## BEGIN Quoted passage

[Date Prev][Date Next][Thread Prev][Thread Next][Date Index][Thread Index]

Re: [tlaplus] Experimenting with PlusCal / TLA+ at Dropbox



Hi Dan,


I understand that this issue is not present in the spec that you posted.

I believe the issue was present in the original spec, but the modifications that you made to cas_sentinels fixed it. In the original spec, a writer can proceed with db_commit if cas_error_keys is empty, even if cas_success_keys is not equal to db_write_keys. Such a state can occur if db_write_keys is non-empty and the writer takes a cas_sentinels step when it is Down. This violates consistency because keys can be modified in the database when they are not Pending in the cache.

You fixed this issue by (a) removing cas_error_keys and comparing cas_success_keys to db_write_keys and (b) changing the if-statement in cas_sentinels to an await.

thanks for pointing this out. Indeed, I removed the variable cas_error_keys, relying on the putative invariant that it was the complement of cas_success_keys w.r.t. db_write_keys, and overlooking the fact that this need not hold when the server is down. It appears to me that this is a spec error rather than a protocol error: a server that is down should presumably not write to the database (i.e., why would db_commit not be guarded by the same if-statement as get_sentinels or cas_sentinels), but only Elliott would be able to tell for sure.

## END Quoted passage
## BEGIN Stored data

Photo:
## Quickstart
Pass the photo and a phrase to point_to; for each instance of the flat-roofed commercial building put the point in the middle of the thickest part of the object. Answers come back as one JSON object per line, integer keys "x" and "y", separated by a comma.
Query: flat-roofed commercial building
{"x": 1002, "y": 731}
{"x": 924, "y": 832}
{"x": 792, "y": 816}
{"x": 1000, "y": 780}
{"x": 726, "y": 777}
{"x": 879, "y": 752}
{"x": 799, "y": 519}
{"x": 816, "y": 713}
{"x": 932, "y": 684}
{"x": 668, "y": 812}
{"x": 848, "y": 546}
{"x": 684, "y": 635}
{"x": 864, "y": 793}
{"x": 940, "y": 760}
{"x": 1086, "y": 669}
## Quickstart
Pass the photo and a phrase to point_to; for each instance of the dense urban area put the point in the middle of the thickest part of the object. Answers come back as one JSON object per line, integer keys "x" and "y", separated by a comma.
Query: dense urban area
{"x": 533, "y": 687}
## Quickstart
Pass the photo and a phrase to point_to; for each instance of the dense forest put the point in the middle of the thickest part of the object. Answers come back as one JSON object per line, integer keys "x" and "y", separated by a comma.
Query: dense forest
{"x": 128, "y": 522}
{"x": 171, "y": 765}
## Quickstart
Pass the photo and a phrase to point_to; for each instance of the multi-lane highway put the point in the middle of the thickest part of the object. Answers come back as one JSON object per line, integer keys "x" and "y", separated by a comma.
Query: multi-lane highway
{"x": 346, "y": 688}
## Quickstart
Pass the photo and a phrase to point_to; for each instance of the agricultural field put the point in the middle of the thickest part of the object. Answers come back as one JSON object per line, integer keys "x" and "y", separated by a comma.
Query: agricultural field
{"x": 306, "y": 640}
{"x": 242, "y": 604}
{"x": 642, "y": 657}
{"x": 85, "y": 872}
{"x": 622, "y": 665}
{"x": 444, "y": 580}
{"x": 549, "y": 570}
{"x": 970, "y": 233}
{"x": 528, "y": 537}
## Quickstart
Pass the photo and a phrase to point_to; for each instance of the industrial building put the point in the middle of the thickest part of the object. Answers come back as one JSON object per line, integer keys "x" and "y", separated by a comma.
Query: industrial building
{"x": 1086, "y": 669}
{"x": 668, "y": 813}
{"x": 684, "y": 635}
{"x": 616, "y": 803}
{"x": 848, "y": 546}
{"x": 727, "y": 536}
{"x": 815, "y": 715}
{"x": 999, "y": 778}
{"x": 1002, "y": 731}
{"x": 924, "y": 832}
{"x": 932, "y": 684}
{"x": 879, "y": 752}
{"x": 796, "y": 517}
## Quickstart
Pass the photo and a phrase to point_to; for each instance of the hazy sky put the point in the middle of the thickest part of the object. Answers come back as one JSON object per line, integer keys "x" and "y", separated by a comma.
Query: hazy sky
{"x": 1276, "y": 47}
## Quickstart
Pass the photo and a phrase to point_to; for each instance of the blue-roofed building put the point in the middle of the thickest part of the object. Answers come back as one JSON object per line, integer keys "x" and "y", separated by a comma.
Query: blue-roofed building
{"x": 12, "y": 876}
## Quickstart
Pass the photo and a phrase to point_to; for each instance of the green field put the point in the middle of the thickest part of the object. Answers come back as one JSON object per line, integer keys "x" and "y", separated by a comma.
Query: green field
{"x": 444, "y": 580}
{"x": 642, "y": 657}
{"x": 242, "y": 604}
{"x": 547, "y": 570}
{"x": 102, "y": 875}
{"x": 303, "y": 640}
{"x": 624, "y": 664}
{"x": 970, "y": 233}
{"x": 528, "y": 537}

## END Stored data

Task list:
• A. Reproduce the entire forum reply about the Dropbox PlusCal spec above word for word.
• B. Count the lines in the records that contain the string "multi", treating uppercase and lowercase as different. Reply with the number only.

Answers to each task:
• A.
[Date Prev][Date Next][Thread Prev][Thread Next][Date Index][Thread Index]

Re: [tlaplus] Experimenting with PlusCal / TLA+ at Dropbox



Hi Dan,


I understand that this issue is not present in the spec that you posted.

I believe the issue was present in the original spec, but the modifications that you made to cas_sentinels fixed it. In the original spec, a writer can proceed with db_commit if cas_error_keys is empty, even if cas_success_keys is not equal to db_write_keys. Such a state can occur if db_write_keys is non-empty and the writer takes a cas_sentinels step when it is Down. This violates consistency because keys can be modified in the database when they are not Pending in the cache.

You fixed this issue by (a) removing cas_error_keys and comparing cas_success_keys to db_write_keys and (b) changing the if-statement in cas_sentinels to an await.

thanks for pointing this out. Indeed, I removed the variable cas_error_keys, relying on the putative invariant that it was the complement of cas_success_keys w.r.t. db_write_keys, and overlooking the fact that this need not hold when the server is down. It appears to me that this is a spec error rather than a protocol error: a server that is down should presumably not write to the database (i.e., why would db_commit not be guarded by the same if-statement as get_sentinels or cas_sentinels), but only Elliott would be able to tell for sure.

• B. 2